**To be done:** Rewrite the material below, changing every "evaluation set" to "test set" and leaving everything else the same.
□ □ □ □ □
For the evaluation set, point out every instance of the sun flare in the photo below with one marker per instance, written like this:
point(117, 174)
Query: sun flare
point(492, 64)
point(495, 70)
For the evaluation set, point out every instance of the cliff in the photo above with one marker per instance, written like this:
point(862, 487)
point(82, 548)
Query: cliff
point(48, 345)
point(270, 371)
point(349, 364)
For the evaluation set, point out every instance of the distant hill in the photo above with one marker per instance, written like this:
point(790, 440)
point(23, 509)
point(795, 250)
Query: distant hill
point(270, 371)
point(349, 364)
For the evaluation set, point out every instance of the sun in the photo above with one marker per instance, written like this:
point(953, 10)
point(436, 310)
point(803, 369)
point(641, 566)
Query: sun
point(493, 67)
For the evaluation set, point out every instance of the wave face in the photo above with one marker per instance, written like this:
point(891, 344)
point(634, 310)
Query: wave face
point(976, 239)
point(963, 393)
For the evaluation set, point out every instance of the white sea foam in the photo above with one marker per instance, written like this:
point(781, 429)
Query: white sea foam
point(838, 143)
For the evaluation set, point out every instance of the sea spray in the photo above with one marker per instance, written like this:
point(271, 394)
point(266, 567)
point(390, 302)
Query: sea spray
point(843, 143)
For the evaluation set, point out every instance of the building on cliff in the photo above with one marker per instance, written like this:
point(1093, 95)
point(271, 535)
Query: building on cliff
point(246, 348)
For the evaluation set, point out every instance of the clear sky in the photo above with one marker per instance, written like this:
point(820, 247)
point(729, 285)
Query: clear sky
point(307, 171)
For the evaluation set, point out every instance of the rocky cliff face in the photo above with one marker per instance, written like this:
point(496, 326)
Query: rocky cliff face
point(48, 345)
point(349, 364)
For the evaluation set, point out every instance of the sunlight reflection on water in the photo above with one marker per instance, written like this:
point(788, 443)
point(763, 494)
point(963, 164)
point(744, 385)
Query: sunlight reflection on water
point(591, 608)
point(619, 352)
□ □ □ □ □
**Full response:**
For the test set, point out every instance of the sun flare in the photo below with one marker per instance, written like this:
point(117, 174)
Query: sun flare
point(492, 64)
point(495, 70)
For the test set, point out every instance of the cliff in the photo above with one marker per instance, written like this:
point(862, 487)
point(82, 548)
Query: cliff
point(48, 345)
point(270, 371)
point(349, 364)
For the test set, point out every instance of the distant hill in the photo above with one marker per instance, written like this:
point(790, 440)
point(23, 509)
point(795, 250)
Query: distant hill
point(270, 371)
point(349, 364)
For the test set, point out every instance of the sun in the photo above with one marker per instance, written like this:
point(953, 10)
point(436, 310)
point(803, 369)
point(641, 566)
Query: sun
point(493, 67)
For the test set, point out every instance of the wave face in the photo above with one marker per instance, written like this:
point(891, 344)
point(634, 310)
Query: wave face
point(976, 239)
point(963, 393)
For the test set, point out every instance of the white sea foam in the photo above with one marker per instance, written like this:
point(781, 429)
Query: white sea foam
point(838, 143)
For the test set, point out every instance of the sea spray in the photo above with one marker per instance, written like this:
point(271, 394)
point(266, 567)
point(390, 302)
Query: sea spray
point(843, 143)
For the test set, point out every instance of the building on cliff in the photo above with one marker per instance, written like this:
point(1093, 95)
point(271, 535)
Query: building on cliff
point(246, 348)
For the test set, point out every instance of the clear sky in the photo above with one marker per instance, written like this:
point(820, 247)
point(729, 285)
Query: clear sky
point(307, 171)
For the test set, point out every instance of the rocky cliff face in the photo above with one marker per instance, written like this:
point(496, 326)
Query: rocky cliff face
point(48, 345)
point(349, 364)
For the test set, point out every instance of the sunlight reflection on water in the photo above with one marker per instance, written like this:
point(788, 443)
point(763, 494)
point(963, 164)
point(744, 385)
Query: sunlight reflection on water
point(591, 608)
point(619, 352)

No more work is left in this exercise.